### [THE TASKS]
1. Repeat the text on Nader and Wall Street verbatim between "On the campaign" and "of stock market-bashing.", inclusive.
2. Using the text on Nader and Wall Street, answer each question briefly:
(a) Which institution got a large subsidy from the city of New York, and what was the subsidy for?
(b) In which two cities did Jim Hightower speak at Nader rallies?
(c) Which company is named as one whose stock Nader owns?
3. Write the next part of the text on Nader and Wall Street, picking up after its final sentence.

### [GIVEN TEXT]

□ □ □ □ □

MATTHEWS: Well they also don't have venture capital, they don't have the incentive system we have.

NADER: Well they also, a lot of the money goes into the universities, and a lot of inventions and innovations are coming out of universities. The problem is that these are taxpayer assets that then by our government are given away free to the corporations. ... Let us not forget, without the taxpayer, and government research and development, these booming industries wouldn't even be anywhere near where they are today."

On the campaign trail, Nader doesn't specifically bait Wall Street by name, unless it's to describe how the New York Stock Exchange extracted a massive subsidy from the city of New York to stay in Manhattan. His beef is more about how corporations as a whole have too much power, and that the natural tendency for corporate power is to derail all civil rights struggles.

His supporters, though, don't mind a good round of stock market-bashing.

“Yeah, Wall Street's whizzing," Jim Hightower said at Nader rallies in Austin and Seattle. "It's whizzing on you and me."

In the end, Nader seems to argue that owning a large investment fund, as opposed to specific stocks (though he owns some of those too, notably in Cisco Systems), is the moral equivalent of holding a "blind trust." You can feel good about getting rich, and you hope that your money doesn't directly support any bomb-making company, though it might.

□ □ □ □ □

### [RECORDS PROVIDED]
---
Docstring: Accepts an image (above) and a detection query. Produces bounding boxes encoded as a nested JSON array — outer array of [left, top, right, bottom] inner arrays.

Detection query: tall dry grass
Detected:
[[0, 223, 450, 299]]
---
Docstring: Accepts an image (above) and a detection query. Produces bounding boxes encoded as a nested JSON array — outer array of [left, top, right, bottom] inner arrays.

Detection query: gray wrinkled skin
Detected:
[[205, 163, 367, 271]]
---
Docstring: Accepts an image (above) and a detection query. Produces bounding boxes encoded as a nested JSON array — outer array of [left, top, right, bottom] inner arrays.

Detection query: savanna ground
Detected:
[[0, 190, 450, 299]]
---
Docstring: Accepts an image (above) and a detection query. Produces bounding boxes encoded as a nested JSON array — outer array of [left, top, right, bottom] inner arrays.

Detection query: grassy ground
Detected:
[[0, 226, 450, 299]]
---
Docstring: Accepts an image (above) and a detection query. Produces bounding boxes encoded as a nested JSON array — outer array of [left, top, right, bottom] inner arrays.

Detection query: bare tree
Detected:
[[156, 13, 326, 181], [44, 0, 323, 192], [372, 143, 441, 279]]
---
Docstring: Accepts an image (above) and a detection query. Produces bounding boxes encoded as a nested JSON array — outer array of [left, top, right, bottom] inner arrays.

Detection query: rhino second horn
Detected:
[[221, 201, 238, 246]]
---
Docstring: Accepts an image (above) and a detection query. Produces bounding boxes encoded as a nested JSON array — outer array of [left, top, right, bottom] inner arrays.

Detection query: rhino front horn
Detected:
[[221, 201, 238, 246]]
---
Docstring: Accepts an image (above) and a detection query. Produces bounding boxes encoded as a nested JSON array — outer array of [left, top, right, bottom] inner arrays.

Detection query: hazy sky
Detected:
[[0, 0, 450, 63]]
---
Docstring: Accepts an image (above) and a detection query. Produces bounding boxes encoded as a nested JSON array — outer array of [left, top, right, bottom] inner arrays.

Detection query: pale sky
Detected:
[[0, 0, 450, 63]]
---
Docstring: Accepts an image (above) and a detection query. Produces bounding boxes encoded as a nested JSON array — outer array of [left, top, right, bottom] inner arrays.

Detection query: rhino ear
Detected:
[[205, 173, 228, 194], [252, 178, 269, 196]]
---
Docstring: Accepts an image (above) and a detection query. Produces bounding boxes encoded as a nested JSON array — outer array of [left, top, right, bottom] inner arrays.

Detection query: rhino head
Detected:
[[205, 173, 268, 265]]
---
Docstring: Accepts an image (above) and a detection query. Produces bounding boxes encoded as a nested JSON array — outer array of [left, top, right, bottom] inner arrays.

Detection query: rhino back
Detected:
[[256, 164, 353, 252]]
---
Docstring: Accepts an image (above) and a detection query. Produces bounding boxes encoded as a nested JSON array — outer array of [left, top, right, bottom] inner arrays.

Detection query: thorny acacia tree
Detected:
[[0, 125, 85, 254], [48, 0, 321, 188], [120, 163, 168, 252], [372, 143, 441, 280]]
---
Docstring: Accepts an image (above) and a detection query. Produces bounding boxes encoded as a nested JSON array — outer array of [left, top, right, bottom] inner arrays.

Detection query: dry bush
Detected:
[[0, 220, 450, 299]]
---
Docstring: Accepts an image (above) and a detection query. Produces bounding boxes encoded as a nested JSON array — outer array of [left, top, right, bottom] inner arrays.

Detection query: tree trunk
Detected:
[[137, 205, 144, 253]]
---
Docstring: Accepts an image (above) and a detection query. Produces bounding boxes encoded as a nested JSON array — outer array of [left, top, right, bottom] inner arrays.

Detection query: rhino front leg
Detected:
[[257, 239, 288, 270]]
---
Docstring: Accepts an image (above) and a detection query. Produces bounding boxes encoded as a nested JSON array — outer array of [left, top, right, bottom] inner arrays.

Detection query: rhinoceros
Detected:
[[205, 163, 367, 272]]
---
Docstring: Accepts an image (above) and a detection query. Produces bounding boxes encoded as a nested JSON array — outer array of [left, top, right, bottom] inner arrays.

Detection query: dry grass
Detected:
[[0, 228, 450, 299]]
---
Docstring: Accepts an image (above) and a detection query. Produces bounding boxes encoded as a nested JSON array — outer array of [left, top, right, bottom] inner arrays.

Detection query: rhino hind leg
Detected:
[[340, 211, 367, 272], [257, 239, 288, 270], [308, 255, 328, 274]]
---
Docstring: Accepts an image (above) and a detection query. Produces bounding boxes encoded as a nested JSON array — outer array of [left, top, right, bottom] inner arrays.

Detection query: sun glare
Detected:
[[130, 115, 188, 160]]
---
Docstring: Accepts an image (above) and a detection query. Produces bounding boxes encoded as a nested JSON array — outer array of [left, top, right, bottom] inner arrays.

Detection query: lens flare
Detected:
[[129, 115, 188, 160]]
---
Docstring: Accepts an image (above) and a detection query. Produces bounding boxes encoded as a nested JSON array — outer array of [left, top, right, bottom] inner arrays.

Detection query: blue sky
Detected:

□ □ □ □ □

### [ANSWER LIST]
1.
On the campaign trail, Nader doesn't specifically bait Wall Street by name, unless it's to describe how the New York Stock Exchange extracted a massive subsidy from the city of New York to stay in Manhattan. His beef is more about how corporations as a whole have too much power, and that the natural tendency for corporate power is to derail all civil rights struggles.

His supporters, though, don't mind a good round of stock market-bashing.

2.
(a) The New York Stock Exchange, to stay in Manhattan.
(b) Austin and Seattle.
(c) Cisco Systems.

3.
And if you own shares in a company doing wrong, well, that's just a better way to draw some attention to the wrongdoing. In mid-September, Nader took particular glee in holding a press conference in San Jose slamming Cisco's proposed new 20,000-employee office development in Coyote Valley, "that last remaining oasis" of the Silicon Valley.

"The key thing is: Do you attack the companies, whether or not you have any funds in them, directly or indirectly?" he asked Friday. "Not only do I attack them, I invite even more ferocious and well-documented attacks for me to attach my name to. Isn't that wonderful?"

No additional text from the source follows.